• Passage
________

I hardly ever smoke. But when I do, I smoke a real cigarette. I’ve never been a heavy smoker but in my late teens it was definitely a weekly occurrence. Now in my 20s, I’d say I smoke the equivalent of one or two packs a year. Usually these rare occurrences are reserved for a 5 euro packet of Camel Blue I purchase on my end of summer Greek vacation. I might also have one on that first day of warmth in the park and another when really drunk at my fashionable aunt’s birthday party (she only smokes Vogues because she’s a 1990s PR girl)…

Anyway, as an ex-smoker, I believe this to be the healthiest relationship I could have with cigarettes. Something I have never been keen on is vaping. Don’t get me wrong I’m sure it helps heavy smokers curb an addictive habit, but what I have noticed is that many both smoke and vape or vape excessively as an attempt to quit tobacco. Personally, I’ve never been attracted to all the chemicals and flavors and the simple artificiality of it. The California Tobacco Prevention Program seems to agree with me. 

“Big Tobacco’s Fantasyland” is a new spot from independent agency Duncan Channon warning Californians about harms of vaping and the disinformation and half-truths spread by the tobacco industry. 

A series of 30-second ads spotlight the tobacco industry’s disinformation. In one, a man is welcomed to a plush corporate retreat, complete with smiling receptionist and calming music. He’s gifted a golden vape pen and walks into a swirling abyss, where he joins others with gold vape pens who are struggling to escape a surreal nightmare. A calm voiceover narrates the hellish journey, ending with the warning: “In Big Tobacco’s Fantasyland, the deadliest industry is your friend.”

________

• Entries
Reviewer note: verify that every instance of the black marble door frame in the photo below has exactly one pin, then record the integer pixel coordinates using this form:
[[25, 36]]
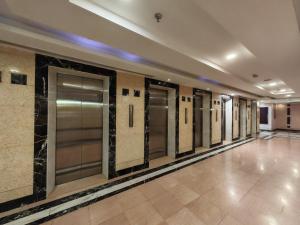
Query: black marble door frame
[[41, 120], [165, 84], [241, 99]]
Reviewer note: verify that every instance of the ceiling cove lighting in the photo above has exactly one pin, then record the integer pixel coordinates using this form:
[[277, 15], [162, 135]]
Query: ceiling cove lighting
[[272, 84], [102, 12], [231, 56]]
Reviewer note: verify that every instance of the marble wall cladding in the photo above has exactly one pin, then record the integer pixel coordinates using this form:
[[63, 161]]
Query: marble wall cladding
[[16, 124], [185, 119], [129, 140], [257, 119], [216, 119], [41, 115], [249, 112], [235, 119]]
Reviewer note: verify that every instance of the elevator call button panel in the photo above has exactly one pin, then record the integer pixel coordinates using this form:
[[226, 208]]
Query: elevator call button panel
[[18, 78]]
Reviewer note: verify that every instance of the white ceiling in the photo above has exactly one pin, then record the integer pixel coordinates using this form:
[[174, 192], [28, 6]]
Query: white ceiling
[[263, 34]]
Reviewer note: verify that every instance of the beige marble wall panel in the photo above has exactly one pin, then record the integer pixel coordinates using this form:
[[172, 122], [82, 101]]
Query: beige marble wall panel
[[129, 141], [16, 124], [216, 119], [185, 129], [249, 117], [236, 117], [258, 119]]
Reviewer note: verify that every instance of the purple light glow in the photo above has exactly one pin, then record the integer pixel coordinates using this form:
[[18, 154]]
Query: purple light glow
[[100, 47], [207, 80]]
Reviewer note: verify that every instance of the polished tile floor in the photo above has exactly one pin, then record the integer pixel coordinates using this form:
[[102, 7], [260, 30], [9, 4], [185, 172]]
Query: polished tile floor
[[254, 184]]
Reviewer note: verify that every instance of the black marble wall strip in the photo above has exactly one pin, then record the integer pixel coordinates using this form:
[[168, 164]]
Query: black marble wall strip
[[57, 202], [146, 121], [41, 118]]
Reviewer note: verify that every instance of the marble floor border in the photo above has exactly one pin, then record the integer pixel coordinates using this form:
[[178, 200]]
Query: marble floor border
[[56, 208]]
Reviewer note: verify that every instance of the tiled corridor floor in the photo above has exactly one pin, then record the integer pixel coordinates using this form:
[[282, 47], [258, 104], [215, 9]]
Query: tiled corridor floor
[[254, 184]]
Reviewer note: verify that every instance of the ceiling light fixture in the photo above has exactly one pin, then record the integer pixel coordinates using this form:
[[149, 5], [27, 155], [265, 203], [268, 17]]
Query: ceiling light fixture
[[231, 56], [95, 8], [272, 84], [259, 87]]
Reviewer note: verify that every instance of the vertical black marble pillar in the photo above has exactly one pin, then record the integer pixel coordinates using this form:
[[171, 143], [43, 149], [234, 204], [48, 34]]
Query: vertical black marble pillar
[[41, 119]]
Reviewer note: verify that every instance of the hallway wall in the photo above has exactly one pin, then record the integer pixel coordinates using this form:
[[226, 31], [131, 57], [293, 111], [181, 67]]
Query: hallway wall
[[235, 119], [185, 127], [129, 140], [16, 124], [126, 144], [216, 119]]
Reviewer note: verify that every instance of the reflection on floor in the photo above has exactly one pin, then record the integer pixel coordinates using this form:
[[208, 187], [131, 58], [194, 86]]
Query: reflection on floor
[[255, 184], [76, 186]]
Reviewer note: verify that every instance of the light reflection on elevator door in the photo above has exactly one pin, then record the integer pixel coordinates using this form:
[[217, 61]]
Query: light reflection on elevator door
[[198, 121], [79, 127], [158, 113]]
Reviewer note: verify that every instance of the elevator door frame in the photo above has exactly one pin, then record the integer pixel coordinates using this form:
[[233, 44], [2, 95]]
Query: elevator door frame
[[241, 117], [202, 116], [52, 96], [172, 122], [206, 117]]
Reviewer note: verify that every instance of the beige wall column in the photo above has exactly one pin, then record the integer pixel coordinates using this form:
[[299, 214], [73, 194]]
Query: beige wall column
[[185, 119], [129, 140], [16, 124], [248, 116]]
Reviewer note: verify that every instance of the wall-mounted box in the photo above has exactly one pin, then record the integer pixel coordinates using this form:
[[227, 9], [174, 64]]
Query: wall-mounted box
[[136, 93], [125, 92], [18, 78]]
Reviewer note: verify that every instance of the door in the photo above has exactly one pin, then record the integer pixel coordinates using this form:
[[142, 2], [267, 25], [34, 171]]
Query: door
[[79, 127], [223, 119], [158, 124], [198, 121]]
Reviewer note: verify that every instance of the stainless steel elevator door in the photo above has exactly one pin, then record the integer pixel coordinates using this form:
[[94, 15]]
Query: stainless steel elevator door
[[158, 141], [79, 127], [198, 121]]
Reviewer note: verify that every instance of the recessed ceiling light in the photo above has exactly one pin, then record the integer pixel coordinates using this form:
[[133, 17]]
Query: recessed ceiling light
[[231, 56], [259, 87], [14, 71]]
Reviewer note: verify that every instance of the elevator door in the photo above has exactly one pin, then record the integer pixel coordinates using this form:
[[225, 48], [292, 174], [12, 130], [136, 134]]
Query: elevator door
[[198, 120], [78, 127], [158, 141]]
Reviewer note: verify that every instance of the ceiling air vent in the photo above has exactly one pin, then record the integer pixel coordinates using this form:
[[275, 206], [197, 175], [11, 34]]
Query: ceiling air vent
[[297, 11]]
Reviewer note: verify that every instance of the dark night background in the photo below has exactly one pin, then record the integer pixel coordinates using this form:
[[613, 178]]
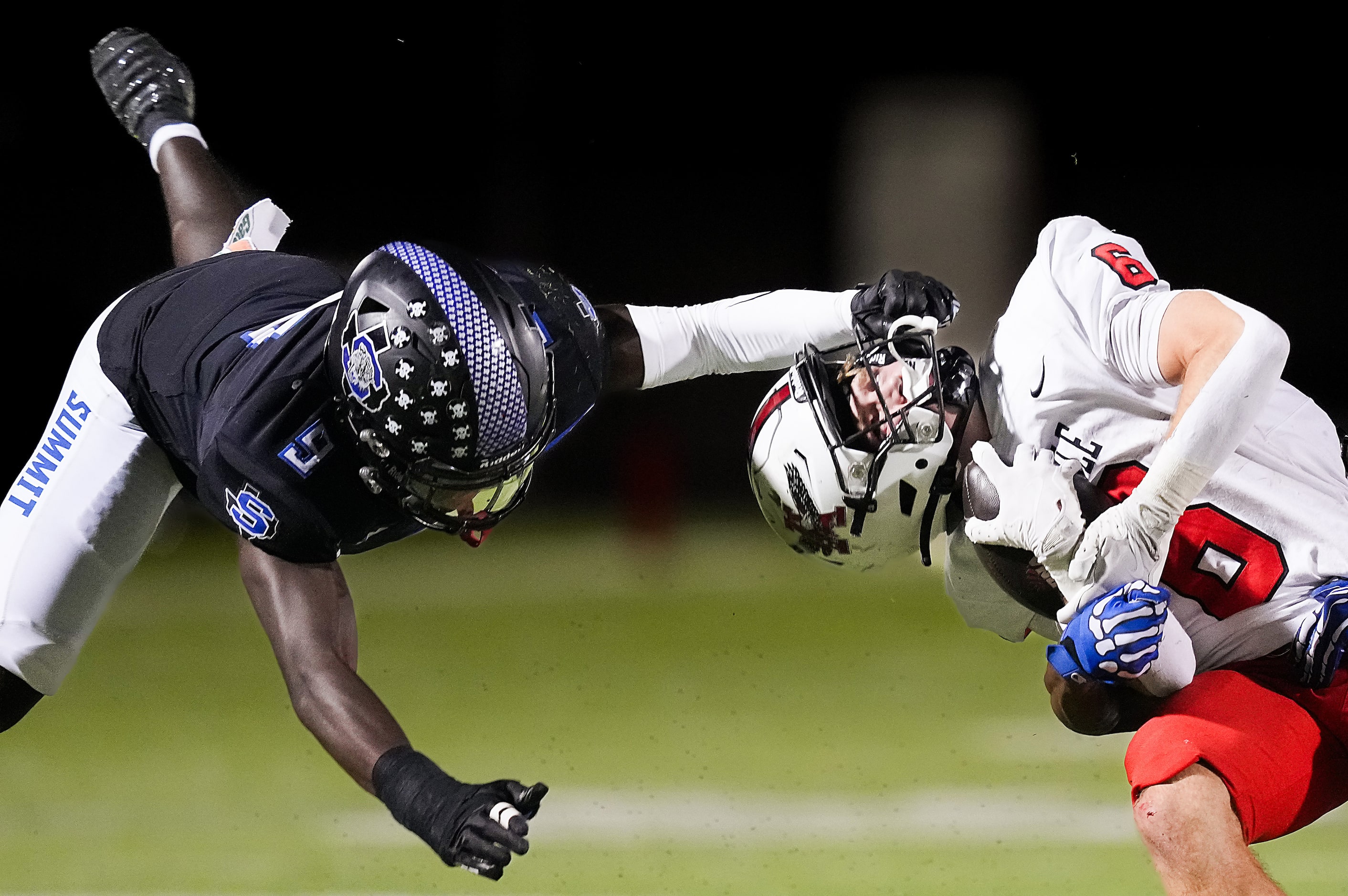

________

• Brief
Resume the piece on vaping and the "Big Tobacco's Fantasyland" campaign, beginning immediately after its final sentence.

• Answer to this task
The ads are designed to seem calm and serene at first glance, said Anne Elisco-Lemme, executive creative director at Duncan Channon.

The spots are directed by Ghanaian-Dutch filmmaker and visual artist Emmanuel Adjei, whose works typically explore ideas such as power, freedom, displacement and inequality. The ads were also deliberate in their casting, including people of color and LGBTQIA+ people, which are populations specifically targeted by the tobacco industry.

The media strategy for the campaign is designed to reach the diverse audiences targeted by the tobacco industry and is adapted into six other languages to better reach those communities. The campaign will run across all advertising formats, including TV, radio, streaming audio, digital, print and out-of-home. This includes high impact OOH in units near several California landmarks, including the Hollywood Walk of Fame, SoFi Stadium and Golden 1 Center.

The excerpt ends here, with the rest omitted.